**Directive**:
Copy the lines below word for word, leaving out the pictures.

**Information provided**:
************

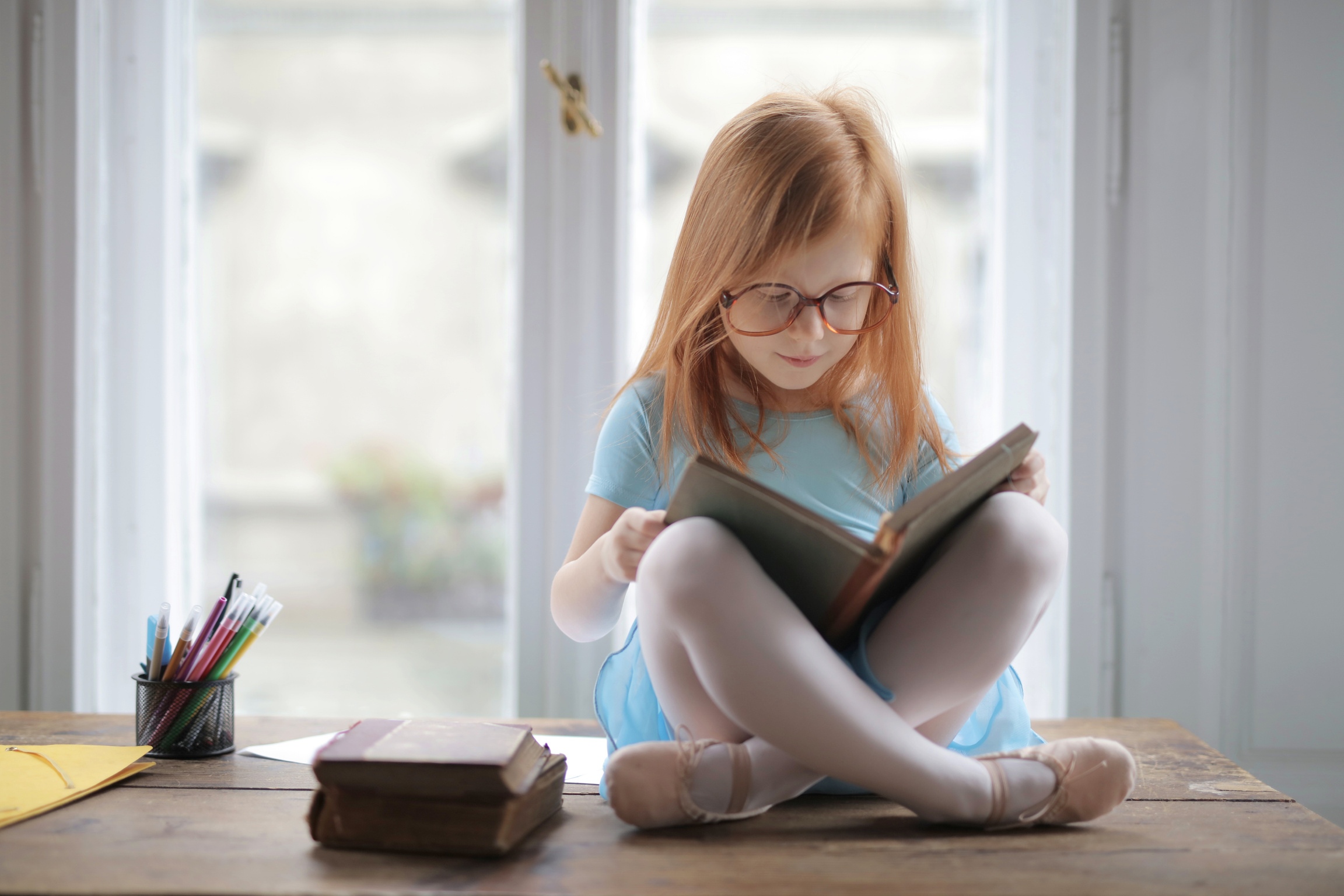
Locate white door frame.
[505,0,634,718]
[0,0,200,712]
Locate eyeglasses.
[719,261,901,336]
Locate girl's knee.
[976,492,1069,584]
[636,517,743,603]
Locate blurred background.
[195,0,996,716]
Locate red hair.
[622,88,947,493]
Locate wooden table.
[0,712,1344,896]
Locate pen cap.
[229,594,257,629]
[243,594,275,625]
[177,603,200,640]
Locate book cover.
[667,425,1036,646]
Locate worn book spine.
[308,755,566,856]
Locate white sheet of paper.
[536,735,606,785]
[238,731,340,766]
[238,731,606,785]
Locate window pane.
[629,0,999,449]
[196,0,512,716]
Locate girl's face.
[719,225,872,391]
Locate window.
[195,0,513,716]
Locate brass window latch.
[542,59,602,137]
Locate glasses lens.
[821,284,891,331]
[729,284,799,333]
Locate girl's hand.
[602,508,667,583]
[995,449,1049,506]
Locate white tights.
[637,492,1066,824]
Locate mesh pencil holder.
[132,673,238,759]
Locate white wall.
[0,1,28,709]
[1070,1,1344,820]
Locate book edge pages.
[821,423,1039,645]
[884,423,1039,542]
[668,454,874,558]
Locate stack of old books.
[308,719,565,856]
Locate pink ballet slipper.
[977,737,1136,830]
[606,726,770,828]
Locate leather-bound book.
[313,719,550,800]
[667,425,1036,648]
[308,754,566,856]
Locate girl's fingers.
[1009,449,1046,481]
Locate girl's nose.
[789,305,827,340]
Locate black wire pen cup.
[132,673,238,759]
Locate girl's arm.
[551,494,665,640]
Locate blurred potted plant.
[332,447,504,620]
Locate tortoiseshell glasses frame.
[719,258,901,336]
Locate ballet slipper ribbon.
[5,747,75,790]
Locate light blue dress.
[587,377,1044,793]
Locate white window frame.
[985,0,1075,719]
[0,0,1073,718]
[5,0,200,712]
[505,0,638,718]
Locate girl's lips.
[775,352,821,367]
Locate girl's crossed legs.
[626,492,1066,822]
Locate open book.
[667,425,1036,648]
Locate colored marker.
[164,603,200,681]
[216,602,285,678]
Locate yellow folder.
[0,744,155,828]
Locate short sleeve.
[905,390,961,501]
[584,382,664,510]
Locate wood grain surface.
[0,713,1344,895]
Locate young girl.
[551,90,1135,828]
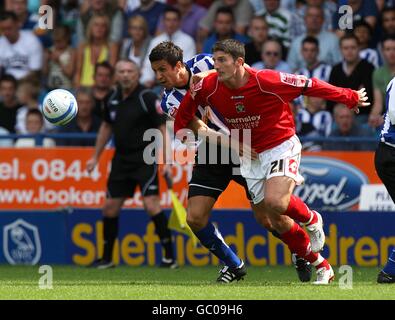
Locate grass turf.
[0,265,395,300]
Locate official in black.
[87,60,177,269]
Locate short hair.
[381,7,395,16]
[85,13,111,44]
[94,61,114,76]
[0,74,18,88]
[215,6,235,20]
[333,103,354,117]
[74,87,94,101]
[302,36,320,48]
[0,11,18,22]
[212,39,245,60]
[339,33,360,46]
[52,25,71,44]
[381,35,395,46]
[114,58,141,72]
[354,20,373,37]
[149,41,184,67]
[18,77,40,100]
[26,109,44,122]
[163,6,182,20]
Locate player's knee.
[270,215,293,234]
[103,204,119,218]
[264,195,287,215]
[255,215,273,231]
[187,211,208,231]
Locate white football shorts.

************

**Result**:
Locate white door frame.
[505,0,634,718]
[0,0,200,712]
Locate eyeglasses.
[719,261,901,336]
Locate girl's knee.
[976,492,1069,584]
[636,517,743,603]
Locate blurred background.
[195,0,996,716]
Locate red hair.
[622,88,947,493]
Locate wooden table.
[0,712,1344,896]
Locate pen cap.
[229,594,257,629]
[243,594,275,625]
[177,603,200,640]
Locate book cover.
[667,425,1036,646]
Locate worn book spine.
[308,755,566,856]
Locate white sheet of paper.
[536,735,606,785]
[238,731,340,766]
[238,731,606,785]
Locate window pane.
[629,0,999,449]
[196,0,512,716]
Locate girl's face.
[719,225,872,391]
Locate window.
[195,0,513,716]
Locate brass window latch.
[542,59,602,137]
Locate glasses lens.
[821,284,891,331]
[729,284,799,333]
Locate girl's hand.
[602,508,667,583]
[995,449,1049,506]
Locate white tights.
[637,492,1066,824]
Locate mesh pencil holder.
[132,673,238,759]
Locate white wall.
[0,1,28,709]
[1070,1,1344,820]
Locate book edge pages.
[821,423,1039,645]
[884,423,1039,542]
[668,454,874,558]
Locate stack of old books.
[308,719,565,856]
Locate pink ballet slipper.
[977,737,1136,830]
[606,726,770,828]
Locate leather-bound book.
[313,719,550,800]
[667,425,1036,648]
[308,754,566,856]
Locate girl's fingers.
[1009,449,1046,481]
Locate girl's nose.
[789,305,827,340]
Locate black wire pen cup.
[132,673,238,759]
Locate girl's arm.
[551,494,665,640]
Locate blurred potted plant.
[332,447,504,620]
Locate tortoiseshell glasses frame.
[719,258,901,336]
Locate ballet slipper ribbon.
[5,747,75,790]
Locate light blue dress.
[587,377,1044,793]
Locate white window frame.
[985,0,1075,719]
[0,0,1073,718]
[5,0,200,712]
[505,0,638,718]
Locate girl's lips.
[775,352,821,367]
Locate girl's crossed legs.
[626,492,1066,822]
Locate open book.
[667,425,1036,648]
Locate colored marker.
[164,603,200,681]
[216,602,285,678]
Locate yellow folder.
[0,744,155,828]
Locate short sleeve.
[905,390,961,501]
[584,382,664,510]
Locate wood grain surface.
[0,713,1344,895]
Locate young girl.
[551,90,1135,828]
Locate grass turf.
[0,265,395,300]
Locate official in black.
[87,60,177,269]
Locate short hair.
[381,7,395,16]
[85,13,111,44]
[94,61,114,76]
[0,74,18,88]
[215,6,235,20]
[333,103,354,117]
[74,87,94,101]
[302,36,320,48]
[0,11,18,22]
[212,39,245,60]
[339,33,360,46]
[52,25,71,44]
[381,35,395,46]
[114,58,141,72]
[354,20,373,37]
[149,41,184,67]
[18,77,40,100]
[26,109,44,122]
[163,6,182,20]
Locate player's knee.
[270,215,293,234]
[103,204,119,218]
[264,195,287,215]
[255,215,273,231]
[187,211,208,231]
Locate white football shorts.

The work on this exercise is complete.